▶ Exercise directions
In the entries that follow, locate the line with "Target: pier shadow on water", then restate that line and all later lines exactly as they appear, leaving pictures out.

[Referring expression pointing data]
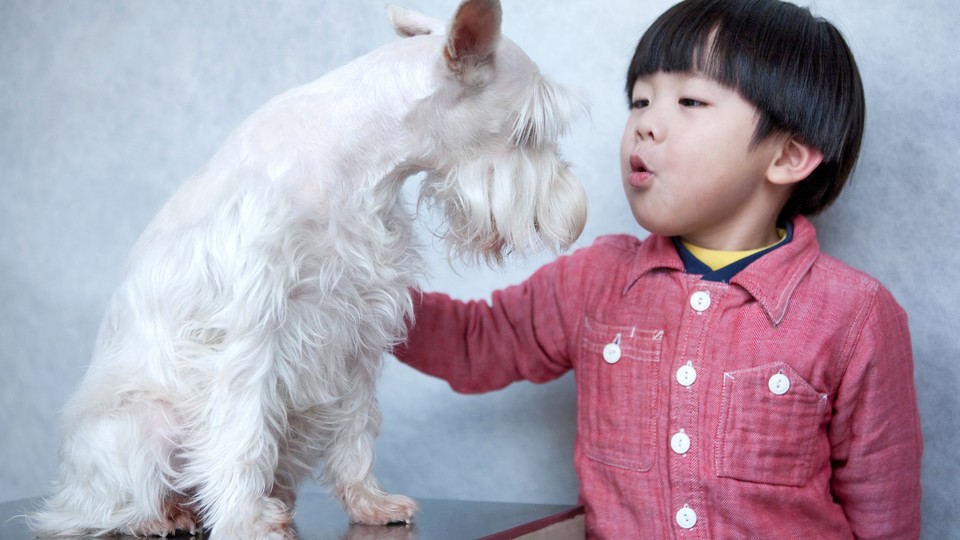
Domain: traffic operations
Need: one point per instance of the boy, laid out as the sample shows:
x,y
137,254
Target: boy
x,y
732,381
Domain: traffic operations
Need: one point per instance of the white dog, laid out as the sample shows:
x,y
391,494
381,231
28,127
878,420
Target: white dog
x,y
243,344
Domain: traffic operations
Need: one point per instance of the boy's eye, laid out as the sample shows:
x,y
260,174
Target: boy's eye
x,y
690,102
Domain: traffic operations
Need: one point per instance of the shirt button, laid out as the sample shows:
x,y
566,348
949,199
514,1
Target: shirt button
x,y
700,301
686,517
686,375
680,443
611,353
779,384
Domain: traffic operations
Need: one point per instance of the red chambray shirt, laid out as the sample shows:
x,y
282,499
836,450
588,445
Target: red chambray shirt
x,y
780,405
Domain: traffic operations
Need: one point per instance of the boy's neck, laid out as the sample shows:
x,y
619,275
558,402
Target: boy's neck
x,y
743,239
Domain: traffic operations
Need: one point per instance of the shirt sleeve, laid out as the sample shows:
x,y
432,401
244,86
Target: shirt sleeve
x,y
522,334
875,432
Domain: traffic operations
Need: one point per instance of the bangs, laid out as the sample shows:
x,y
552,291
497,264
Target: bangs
x,y
677,43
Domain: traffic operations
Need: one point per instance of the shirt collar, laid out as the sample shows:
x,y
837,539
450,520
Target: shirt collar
x,y
771,279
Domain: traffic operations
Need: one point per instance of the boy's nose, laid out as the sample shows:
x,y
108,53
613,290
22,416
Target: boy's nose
x,y
649,127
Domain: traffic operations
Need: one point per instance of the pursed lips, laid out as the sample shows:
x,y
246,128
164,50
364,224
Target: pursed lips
x,y
640,175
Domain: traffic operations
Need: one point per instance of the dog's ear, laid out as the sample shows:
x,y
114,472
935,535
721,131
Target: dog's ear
x,y
407,23
474,34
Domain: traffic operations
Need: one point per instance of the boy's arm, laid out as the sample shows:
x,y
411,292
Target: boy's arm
x,y
479,347
875,432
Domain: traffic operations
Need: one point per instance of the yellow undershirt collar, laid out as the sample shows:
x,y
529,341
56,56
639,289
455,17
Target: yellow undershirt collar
x,y
717,259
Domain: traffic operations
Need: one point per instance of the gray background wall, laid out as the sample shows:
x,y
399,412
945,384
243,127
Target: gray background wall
x,y
107,105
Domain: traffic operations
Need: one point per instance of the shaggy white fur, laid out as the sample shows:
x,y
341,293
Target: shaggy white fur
x,y
243,345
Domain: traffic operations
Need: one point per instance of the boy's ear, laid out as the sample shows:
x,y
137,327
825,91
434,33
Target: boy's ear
x,y
794,162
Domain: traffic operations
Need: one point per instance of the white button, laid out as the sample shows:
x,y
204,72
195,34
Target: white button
x,y
686,375
680,443
686,517
700,301
611,353
779,384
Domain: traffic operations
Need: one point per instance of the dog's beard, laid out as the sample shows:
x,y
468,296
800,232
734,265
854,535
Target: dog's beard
x,y
520,201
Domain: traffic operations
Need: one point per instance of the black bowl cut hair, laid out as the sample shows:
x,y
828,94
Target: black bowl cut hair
x,y
795,68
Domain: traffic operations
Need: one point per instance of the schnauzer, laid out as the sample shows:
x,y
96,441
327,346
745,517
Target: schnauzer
x,y
242,347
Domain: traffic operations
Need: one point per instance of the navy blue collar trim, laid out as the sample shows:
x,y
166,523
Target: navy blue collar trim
x,y
693,265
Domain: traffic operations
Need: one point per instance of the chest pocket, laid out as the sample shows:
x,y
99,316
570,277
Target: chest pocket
x,y
769,425
618,394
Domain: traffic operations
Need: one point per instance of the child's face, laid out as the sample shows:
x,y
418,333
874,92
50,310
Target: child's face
x,y
689,168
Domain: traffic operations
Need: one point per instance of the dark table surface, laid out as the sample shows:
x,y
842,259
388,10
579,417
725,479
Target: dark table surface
x,y
320,518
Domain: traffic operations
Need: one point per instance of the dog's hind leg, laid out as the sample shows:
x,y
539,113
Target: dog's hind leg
x,y
349,460
115,469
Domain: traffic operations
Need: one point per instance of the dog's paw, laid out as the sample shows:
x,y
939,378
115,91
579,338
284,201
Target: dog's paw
x,y
378,508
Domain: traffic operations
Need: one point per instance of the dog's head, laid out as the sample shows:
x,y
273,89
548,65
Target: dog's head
x,y
487,135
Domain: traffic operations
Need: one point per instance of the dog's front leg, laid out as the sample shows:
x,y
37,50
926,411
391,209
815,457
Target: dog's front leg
x,y
232,451
349,459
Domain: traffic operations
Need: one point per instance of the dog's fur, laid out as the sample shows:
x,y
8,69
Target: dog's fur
x,y
243,344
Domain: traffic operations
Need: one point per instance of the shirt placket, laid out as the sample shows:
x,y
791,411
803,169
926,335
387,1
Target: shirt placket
x,y
687,392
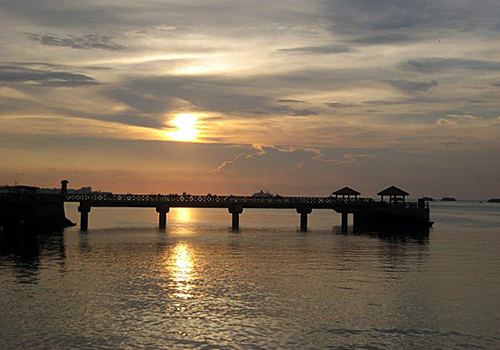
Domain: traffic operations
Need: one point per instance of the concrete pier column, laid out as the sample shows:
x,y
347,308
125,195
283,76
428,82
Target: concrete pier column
x,y
344,221
355,223
162,211
235,210
304,211
84,210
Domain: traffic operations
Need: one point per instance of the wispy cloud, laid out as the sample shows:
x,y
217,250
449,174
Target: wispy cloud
x,y
86,42
412,87
45,77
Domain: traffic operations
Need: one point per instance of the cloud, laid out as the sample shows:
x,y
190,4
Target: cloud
x,y
46,77
412,87
384,39
284,100
326,50
436,65
348,16
283,110
337,105
455,119
86,42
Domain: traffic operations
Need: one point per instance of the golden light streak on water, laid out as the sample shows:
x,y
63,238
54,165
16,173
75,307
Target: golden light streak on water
x,y
182,270
182,214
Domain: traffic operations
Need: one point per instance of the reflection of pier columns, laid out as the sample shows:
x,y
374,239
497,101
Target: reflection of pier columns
x,y
84,209
162,211
303,211
236,210
344,221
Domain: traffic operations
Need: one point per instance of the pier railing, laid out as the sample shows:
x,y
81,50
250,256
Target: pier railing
x,y
110,199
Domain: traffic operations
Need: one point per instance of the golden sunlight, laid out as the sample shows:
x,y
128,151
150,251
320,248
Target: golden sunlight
x,y
182,214
182,270
186,127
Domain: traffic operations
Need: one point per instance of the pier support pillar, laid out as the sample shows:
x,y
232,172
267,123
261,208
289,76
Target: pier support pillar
x,y
355,223
84,210
344,221
235,210
304,211
162,211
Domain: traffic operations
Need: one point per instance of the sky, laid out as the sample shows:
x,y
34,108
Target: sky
x,y
296,97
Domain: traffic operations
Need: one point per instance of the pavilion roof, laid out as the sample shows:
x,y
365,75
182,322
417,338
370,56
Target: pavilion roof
x,y
346,191
393,191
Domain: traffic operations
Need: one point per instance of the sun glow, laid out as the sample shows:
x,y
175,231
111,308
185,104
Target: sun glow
x,y
186,127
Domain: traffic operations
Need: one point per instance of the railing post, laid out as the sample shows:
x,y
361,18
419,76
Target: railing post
x,y
235,210
84,209
162,211
304,211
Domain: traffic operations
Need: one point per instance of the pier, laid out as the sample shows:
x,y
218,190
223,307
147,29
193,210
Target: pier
x,y
22,207
365,211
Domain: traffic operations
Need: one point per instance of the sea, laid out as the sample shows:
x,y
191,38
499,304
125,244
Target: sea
x,y
125,284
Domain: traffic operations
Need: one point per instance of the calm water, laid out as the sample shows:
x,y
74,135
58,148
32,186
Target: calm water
x,y
125,285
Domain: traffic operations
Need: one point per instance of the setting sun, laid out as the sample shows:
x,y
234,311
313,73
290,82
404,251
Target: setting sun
x,y
186,127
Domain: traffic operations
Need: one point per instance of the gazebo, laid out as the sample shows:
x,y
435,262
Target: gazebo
x,y
395,194
346,192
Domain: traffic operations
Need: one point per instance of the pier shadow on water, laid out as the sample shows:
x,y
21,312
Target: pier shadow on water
x,y
23,252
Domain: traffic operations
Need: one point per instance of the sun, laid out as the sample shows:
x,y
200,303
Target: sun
x,y
186,127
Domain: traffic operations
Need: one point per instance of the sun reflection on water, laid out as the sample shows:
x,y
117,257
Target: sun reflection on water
x,y
182,271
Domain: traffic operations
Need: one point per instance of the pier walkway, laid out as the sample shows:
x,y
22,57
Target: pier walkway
x,y
364,210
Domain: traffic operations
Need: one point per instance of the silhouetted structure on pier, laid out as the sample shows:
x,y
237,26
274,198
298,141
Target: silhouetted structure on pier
x,y
366,212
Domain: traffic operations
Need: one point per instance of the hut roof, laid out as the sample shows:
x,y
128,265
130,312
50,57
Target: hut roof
x,y
393,191
346,191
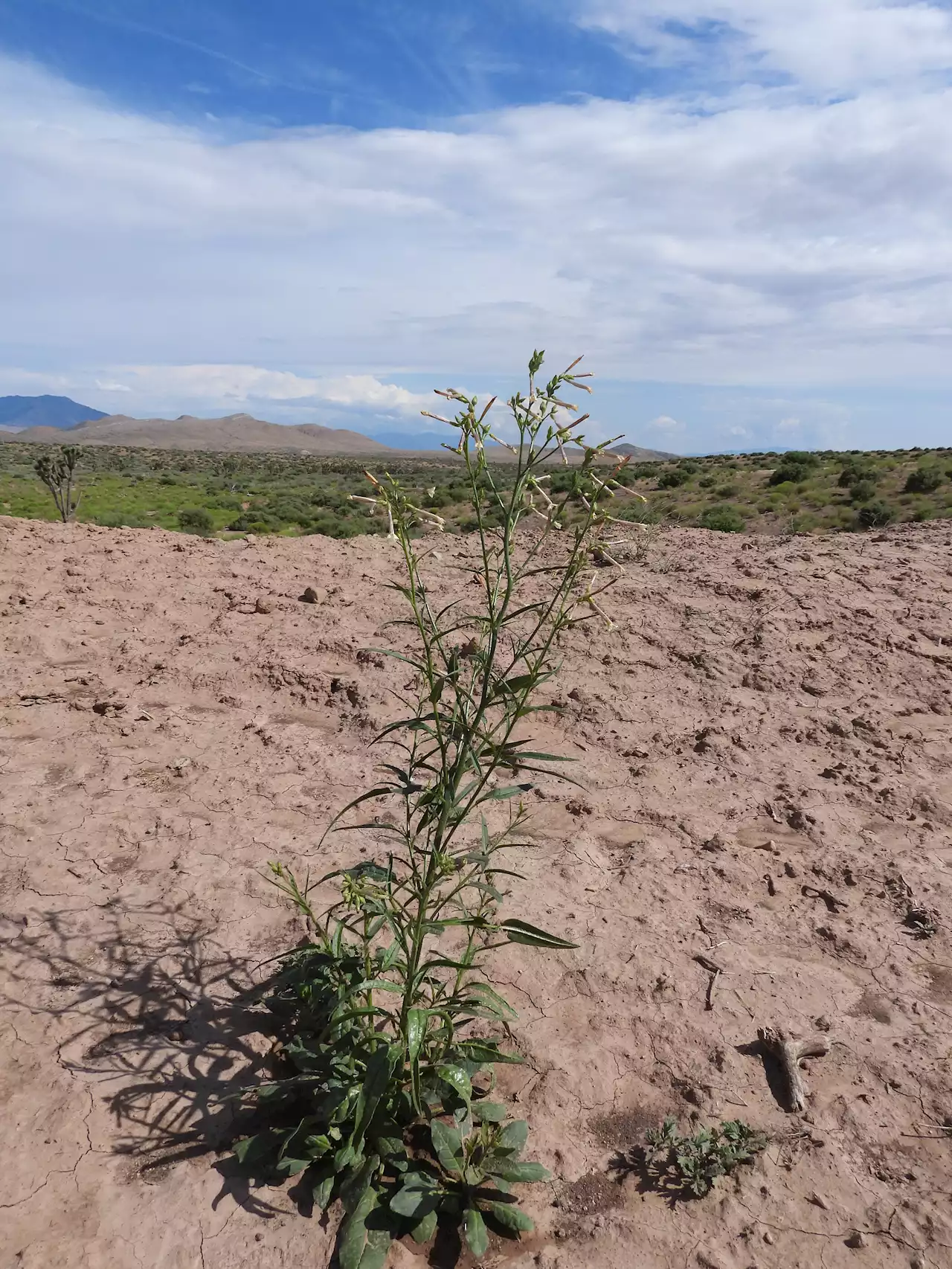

▶ Answer space
Target: pier shadow on water
x,y
23,252
Domain: traffic operations
Need: one point per instance of the sun, laid out as the sample shows:
x,y
200,303
Target: sun
x,y
186,127
Domain: traffic operations
Need: one point per instance of the sun reflection on water, laid out as the sample shows:
x,y
117,257
Target: sun reflection on water
x,y
182,271
Domain: traffic operations
Need: one point per instance of the pier walkway, laid out as the sample shows:
x,y
22,57
Target: pier walkway
x,y
364,210
Domain: traffic operations
Need: one point per instance of the silhouetted structure on pier, laid out as the sample shows:
x,y
237,26
274,198
298,141
Target: silhouetted structure on pier
x,y
366,212
Domain: traffic operations
Need: one point per instance of the hut roof, laid out as the sample shows:
x,y
128,265
130,312
50,57
Target: hut roof
x,y
393,191
346,191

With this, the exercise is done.